(What is asked):
a) Reproduce the passage of the character discussion from "Ivory Veil: She" to "larger, evolving situation.".
b) Answer these questions using the character discussion:
(i) Who may have taken Loram Nightstaff in as a personal project?
(ii) On whom do Radiance-Walks-in-Shadow and Saadi Draught-of-Reason have mutual designs?
(iii) Why is Ivory only a blank, according to the writer?
begin Given text
Loram Nightstaff: He wants to drown the world in nightmares, you mean? There isn't a lot here, but you could pair him with An-Lien, who may have taken him in as something of a personal project; conversely, this may mean Loram is tempted to seek the very self-destructive ends that An-Lien is working against.
Ivory Veil: She seems mainly like a bundle of reactions / behaviors, rather than a clear drive. It could be easier to drag her into others' plots, but I'm curious how and why she's moving through society in this kleptomaniacal fashion.
Radiance-Walks-in-Shadow and Saadi Draught-of-Reason: These guys already seem great. They have mutual designs on the Empress and mutual rapport between each other. If you can peg a specific socialite goal to Ivory Veil, you can wrap them up as rivals and/or allies in a larger, evolving situation.
Ivory is only a blank because I don't have her sheet, really. I'm sure she is more interesting than that.
More later after I process. Thanks for all the ideas!
It's later!
It's occurred to me that, in talking in specifics about the game in question, I've lost sight of the larger point, which is, despite the lure of the situation-to-character technique, I'd like to have algorithms for the opposite.
Dev said something interesting about this:
To talk more generally about the craft part, here's my thinking: each character, as created, has a domain of stuff they will (1) actively pursue, (2) reactvely care about, and (3) reactively respond to...
Can I get you to talk some more about this, Dev? Maybe you can say something more about the "overlap" you referred to.
end Given text
begin Data block
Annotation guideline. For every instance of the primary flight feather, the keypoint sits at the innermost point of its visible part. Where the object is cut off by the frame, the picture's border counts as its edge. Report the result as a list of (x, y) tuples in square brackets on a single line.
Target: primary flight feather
end Data block
(Results):
a)
Ivory Veil: She seems mainly like a bundle of reactions / behaviors, rather than a clear drive. It could be easier to drag her into others' plots, but I'm curious how and why she's moving through society in this kleptomaniacal fashion.
Radiance-Walks-in-Shadow and Saadi Draught-of-Reason: These guys already seem great. They have mutual designs on the Empress and mutual rapport between each other. If you can peg a specific socialite goal to Ivory Veil, you can wrap them up as rivals and/or allies in a larger, evolving situation.

b)
(i) An-Lien
(ii) The Empress
(iii) The writer doesn't have her sheet.